Stated task: Reproduce the whole listing below line for line, with every character unchanged.

..........

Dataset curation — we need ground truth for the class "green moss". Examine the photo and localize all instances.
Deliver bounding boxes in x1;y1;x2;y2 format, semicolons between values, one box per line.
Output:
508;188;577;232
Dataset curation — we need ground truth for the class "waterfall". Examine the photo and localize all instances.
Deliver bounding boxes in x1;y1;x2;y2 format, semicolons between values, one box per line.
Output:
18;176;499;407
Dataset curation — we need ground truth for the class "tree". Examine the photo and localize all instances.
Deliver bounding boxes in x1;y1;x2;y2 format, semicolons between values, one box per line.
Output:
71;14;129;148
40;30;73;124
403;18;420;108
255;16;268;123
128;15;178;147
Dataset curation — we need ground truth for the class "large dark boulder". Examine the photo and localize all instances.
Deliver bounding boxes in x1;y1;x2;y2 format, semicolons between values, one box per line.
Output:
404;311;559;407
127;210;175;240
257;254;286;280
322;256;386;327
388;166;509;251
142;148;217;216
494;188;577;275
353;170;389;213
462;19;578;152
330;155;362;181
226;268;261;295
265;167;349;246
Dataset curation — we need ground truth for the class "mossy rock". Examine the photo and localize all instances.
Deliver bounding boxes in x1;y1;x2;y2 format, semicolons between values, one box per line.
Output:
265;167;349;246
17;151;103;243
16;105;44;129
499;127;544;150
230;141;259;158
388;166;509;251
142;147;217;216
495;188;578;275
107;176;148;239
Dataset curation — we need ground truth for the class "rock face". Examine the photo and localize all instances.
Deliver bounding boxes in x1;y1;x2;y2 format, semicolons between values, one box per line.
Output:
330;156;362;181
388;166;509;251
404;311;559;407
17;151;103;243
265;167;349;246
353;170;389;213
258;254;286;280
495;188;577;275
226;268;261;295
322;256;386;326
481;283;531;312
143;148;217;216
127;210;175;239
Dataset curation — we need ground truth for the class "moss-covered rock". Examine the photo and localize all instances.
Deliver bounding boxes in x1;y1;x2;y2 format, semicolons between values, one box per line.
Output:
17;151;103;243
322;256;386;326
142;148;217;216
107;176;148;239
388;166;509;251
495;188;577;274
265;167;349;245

..........

Solution:
Dataset curation — we need ground truth for the class "green moss". Examine the photo and localize all instances.
Deliver bounding boxes in x1;y1;x2;y2 format, semicolons between values, one box per line.
Output:
508;188;577;232
Dataset curation — we need ground truth for the class "waterfall". Examine the photo and localize all instances.
Deliver bounding boxes in x1;y1;x2;y2 format, semicolons between values, one box per line.
Output:
18;176;499;407
Dataset curation — we need ground truth for the class "tree". Examine the photo and localize all instances.
Deliver bounding boxes in x1;y1;x2;y2 format, semicolons between values, one box per line.
Output:
71;14;129;148
40;30;73;124
403;18;420;108
255;16;268;123
128;15;178;147
Dataset curation — we need ground truth for the class "large dark boulder". Examine the photo and localize all instances.
Deliver bounding boxes in x1;y1;x2;y2 format, semicolons between values, one box per line.
Output:
404;311;559;407
127;210;175;240
257;254;286;280
322;256;386;327
388;166;509;251
142;148;217;216
494;188;577;275
353;170;389;213
462;19;578;152
330;155;362;181
226;268;261;295
265;167;349;246
Dataset curation — we need ground truth for the class "mossy rock". Examine the photo and localize all instances.
Deliver bounding boxes in x1;y1;x2;y2 format, semicolons between values, one box per line.
Output:
265;167;349;246
17;151;103;243
16;105;44;129
499;127;544;150
230;141;259;158
388;166;509;251
142;147;217;216
495;188;578;275
107;176;148;239
Dataset curation — we need ground truth for the class "rock face". Examine the photo and localize all instances.
Deliver bounding boxes in x1;y1;x2;y2 format, semicolons between values, one box per line.
Output:
330;156;362;181
388;166;509;251
404;311;559;407
17;151;103;243
265;167;349;246
353;170;389;213
258;254;286;280
495;188;577;275
226;268;261;295
322;256;386;326
481;283;531;312
143;148;217;216
127;210;175;239
Dataset curation — we need ground truth for the class "moss-covered rock". Examine the photo and localize all instances.
Deliver bounding boxes in x1;y1;x2;y2 format, semicolons between values, one box per line.
Output:
17;151;103;243
322;256;386;326
142;148;217;216
107;176;148;239
388;166;509;251
495;188;577;274
265;167;349;245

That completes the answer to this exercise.